▶ _Region pointing data_:
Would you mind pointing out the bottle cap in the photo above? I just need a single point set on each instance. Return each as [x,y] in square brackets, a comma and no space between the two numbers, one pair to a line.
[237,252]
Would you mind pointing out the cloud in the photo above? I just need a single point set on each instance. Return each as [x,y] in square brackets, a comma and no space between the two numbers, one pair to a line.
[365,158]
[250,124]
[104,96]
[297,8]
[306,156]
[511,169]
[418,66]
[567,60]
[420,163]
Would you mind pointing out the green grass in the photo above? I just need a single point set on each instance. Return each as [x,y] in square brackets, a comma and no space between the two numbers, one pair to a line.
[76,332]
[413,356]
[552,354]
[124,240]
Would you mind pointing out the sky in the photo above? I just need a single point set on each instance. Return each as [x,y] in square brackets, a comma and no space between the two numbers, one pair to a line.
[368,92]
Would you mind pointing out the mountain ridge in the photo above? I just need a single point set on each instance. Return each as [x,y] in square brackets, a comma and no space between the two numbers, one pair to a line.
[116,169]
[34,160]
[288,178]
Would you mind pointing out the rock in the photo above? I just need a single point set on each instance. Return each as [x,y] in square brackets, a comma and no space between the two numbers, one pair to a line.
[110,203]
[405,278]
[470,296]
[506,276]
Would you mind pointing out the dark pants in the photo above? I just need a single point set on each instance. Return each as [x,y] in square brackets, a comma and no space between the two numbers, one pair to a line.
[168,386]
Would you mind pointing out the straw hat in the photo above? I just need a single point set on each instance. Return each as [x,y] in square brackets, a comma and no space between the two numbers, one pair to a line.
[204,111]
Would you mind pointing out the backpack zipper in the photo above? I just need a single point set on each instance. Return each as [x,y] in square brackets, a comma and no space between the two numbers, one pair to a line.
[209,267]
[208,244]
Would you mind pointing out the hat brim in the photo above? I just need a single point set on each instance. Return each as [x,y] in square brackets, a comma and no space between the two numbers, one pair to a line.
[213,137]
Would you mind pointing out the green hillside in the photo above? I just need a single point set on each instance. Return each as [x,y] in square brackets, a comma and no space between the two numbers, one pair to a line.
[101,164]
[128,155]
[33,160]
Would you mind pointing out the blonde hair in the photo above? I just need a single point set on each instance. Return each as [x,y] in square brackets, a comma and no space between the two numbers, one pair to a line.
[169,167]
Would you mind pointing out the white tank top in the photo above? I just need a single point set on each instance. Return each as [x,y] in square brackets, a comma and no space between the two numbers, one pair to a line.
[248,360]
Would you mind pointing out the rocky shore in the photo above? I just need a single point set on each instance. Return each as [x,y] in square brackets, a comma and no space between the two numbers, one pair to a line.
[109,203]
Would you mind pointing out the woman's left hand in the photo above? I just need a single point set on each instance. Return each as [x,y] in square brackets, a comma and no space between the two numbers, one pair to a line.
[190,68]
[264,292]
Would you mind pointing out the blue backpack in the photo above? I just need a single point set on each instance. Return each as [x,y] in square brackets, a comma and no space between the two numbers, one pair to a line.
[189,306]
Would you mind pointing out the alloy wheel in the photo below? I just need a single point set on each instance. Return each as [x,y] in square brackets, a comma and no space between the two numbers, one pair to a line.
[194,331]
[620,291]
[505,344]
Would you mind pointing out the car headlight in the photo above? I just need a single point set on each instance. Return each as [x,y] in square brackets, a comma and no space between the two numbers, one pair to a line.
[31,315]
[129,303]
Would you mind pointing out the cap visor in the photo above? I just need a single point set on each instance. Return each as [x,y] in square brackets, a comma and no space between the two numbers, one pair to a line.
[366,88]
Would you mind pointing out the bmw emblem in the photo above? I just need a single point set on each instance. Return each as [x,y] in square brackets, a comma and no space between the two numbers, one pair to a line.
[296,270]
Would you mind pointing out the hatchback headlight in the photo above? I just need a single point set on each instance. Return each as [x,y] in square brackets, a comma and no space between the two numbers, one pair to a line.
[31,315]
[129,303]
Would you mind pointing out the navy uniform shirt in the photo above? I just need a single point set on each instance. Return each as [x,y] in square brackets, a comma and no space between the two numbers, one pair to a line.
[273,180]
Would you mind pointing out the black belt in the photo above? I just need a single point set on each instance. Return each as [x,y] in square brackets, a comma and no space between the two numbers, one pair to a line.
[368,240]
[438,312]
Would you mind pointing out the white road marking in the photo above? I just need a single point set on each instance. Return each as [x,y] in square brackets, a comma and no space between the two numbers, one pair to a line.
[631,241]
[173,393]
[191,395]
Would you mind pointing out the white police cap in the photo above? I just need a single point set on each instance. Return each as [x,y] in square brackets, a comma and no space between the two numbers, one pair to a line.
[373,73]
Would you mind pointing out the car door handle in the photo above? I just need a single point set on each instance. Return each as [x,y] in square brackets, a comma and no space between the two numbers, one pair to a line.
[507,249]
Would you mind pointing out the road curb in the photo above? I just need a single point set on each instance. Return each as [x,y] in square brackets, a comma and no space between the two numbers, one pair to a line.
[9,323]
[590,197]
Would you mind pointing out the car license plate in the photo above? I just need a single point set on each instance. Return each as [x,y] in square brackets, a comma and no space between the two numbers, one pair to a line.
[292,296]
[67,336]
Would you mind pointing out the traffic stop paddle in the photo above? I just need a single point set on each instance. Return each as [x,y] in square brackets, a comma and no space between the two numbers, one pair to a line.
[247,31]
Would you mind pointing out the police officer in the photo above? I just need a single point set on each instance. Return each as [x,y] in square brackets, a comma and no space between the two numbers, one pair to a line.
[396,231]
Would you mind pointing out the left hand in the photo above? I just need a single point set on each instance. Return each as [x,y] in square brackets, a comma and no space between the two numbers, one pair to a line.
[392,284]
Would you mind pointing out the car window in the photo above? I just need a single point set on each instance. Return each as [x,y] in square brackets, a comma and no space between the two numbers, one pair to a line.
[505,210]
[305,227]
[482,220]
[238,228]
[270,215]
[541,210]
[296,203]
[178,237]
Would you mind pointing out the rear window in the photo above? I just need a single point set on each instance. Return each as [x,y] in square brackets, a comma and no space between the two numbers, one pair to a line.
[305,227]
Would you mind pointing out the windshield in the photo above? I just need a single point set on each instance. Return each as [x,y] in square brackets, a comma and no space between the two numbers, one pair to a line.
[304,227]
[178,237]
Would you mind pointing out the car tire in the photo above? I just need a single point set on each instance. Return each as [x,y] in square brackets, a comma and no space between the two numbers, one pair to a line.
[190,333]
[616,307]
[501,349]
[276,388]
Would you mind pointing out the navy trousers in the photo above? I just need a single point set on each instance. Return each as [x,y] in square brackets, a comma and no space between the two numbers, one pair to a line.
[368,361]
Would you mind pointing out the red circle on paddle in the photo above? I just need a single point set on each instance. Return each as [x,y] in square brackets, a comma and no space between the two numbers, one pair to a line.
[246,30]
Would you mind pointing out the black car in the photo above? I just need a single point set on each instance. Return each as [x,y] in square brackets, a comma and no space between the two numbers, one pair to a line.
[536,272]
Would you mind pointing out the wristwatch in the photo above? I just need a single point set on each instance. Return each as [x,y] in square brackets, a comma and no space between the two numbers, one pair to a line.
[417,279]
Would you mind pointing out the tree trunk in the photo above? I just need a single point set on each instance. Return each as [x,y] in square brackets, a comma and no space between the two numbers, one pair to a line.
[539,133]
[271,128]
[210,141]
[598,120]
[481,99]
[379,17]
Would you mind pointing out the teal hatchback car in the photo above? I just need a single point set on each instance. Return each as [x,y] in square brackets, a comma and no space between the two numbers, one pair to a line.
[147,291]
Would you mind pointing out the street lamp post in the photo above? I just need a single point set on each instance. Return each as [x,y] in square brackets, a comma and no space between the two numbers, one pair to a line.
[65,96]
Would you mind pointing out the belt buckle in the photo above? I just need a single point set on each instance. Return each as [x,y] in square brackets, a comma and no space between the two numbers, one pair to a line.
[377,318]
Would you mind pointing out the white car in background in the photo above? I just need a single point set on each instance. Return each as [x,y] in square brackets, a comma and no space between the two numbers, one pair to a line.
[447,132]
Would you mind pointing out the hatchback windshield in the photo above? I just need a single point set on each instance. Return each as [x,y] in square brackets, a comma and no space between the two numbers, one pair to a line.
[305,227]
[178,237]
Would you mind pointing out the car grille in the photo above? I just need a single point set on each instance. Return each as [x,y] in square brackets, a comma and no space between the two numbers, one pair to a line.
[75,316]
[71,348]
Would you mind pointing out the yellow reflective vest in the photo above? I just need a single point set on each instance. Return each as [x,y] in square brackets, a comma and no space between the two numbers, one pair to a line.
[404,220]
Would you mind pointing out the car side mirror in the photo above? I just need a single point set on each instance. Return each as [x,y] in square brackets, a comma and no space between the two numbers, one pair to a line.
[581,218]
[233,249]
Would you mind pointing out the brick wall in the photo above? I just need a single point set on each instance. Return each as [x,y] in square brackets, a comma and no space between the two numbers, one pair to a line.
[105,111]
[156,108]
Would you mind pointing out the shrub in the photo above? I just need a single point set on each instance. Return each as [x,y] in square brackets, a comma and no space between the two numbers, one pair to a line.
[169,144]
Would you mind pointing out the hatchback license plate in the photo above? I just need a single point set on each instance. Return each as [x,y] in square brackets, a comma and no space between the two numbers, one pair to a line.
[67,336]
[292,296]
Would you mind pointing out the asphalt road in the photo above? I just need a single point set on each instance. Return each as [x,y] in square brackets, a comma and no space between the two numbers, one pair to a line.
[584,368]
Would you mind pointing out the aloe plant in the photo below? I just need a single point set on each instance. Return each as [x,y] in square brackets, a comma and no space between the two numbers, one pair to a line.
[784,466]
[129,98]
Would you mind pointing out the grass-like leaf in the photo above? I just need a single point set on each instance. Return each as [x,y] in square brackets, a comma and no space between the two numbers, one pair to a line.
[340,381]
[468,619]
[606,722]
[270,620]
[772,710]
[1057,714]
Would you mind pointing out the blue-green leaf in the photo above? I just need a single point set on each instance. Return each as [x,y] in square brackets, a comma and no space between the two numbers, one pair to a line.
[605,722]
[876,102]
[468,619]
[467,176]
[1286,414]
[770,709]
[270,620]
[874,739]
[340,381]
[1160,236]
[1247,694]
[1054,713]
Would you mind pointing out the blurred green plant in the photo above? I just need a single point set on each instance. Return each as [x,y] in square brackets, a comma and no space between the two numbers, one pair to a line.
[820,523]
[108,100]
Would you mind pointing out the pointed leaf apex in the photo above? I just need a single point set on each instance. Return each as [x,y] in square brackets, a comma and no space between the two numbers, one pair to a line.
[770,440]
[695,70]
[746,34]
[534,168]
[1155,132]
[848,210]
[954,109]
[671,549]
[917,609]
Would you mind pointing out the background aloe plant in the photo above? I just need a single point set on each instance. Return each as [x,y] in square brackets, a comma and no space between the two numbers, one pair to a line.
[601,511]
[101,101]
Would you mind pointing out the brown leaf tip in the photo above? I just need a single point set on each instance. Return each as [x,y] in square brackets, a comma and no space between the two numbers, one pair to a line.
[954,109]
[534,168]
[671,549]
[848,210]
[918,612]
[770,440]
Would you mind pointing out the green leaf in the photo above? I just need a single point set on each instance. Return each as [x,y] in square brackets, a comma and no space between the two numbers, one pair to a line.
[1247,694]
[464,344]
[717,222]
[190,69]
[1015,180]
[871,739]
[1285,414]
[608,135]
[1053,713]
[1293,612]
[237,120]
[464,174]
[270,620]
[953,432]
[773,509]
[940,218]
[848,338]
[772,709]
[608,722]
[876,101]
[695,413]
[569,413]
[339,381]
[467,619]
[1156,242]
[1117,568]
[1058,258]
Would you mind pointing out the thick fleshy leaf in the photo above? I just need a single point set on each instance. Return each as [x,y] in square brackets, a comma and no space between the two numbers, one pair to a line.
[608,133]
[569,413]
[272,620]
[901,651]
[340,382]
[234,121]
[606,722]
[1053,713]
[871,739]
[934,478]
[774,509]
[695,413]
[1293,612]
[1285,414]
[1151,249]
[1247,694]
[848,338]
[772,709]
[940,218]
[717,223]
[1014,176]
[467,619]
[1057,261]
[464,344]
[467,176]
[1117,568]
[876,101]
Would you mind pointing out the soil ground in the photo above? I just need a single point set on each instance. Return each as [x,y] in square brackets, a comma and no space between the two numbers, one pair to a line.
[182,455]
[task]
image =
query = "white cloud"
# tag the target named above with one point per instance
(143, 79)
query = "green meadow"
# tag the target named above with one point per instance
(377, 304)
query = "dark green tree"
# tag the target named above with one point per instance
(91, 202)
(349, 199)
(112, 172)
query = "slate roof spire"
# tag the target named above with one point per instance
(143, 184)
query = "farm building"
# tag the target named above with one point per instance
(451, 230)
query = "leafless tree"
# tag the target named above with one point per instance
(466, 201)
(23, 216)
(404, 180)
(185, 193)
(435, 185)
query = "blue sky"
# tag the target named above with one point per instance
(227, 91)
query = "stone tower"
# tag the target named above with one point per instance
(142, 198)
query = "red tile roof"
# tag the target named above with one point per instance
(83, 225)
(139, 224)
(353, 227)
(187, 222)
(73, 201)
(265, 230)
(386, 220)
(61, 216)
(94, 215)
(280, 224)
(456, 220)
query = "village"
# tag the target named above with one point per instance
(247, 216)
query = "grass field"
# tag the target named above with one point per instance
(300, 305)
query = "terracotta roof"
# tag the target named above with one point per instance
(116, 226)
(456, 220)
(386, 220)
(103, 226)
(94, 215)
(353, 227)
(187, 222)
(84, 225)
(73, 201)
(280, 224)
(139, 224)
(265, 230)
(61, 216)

▶ _What the task requires_:
Say how many lines in the entries above contain the string "roof". Give the number by itself.

▶ _Expected output_:
3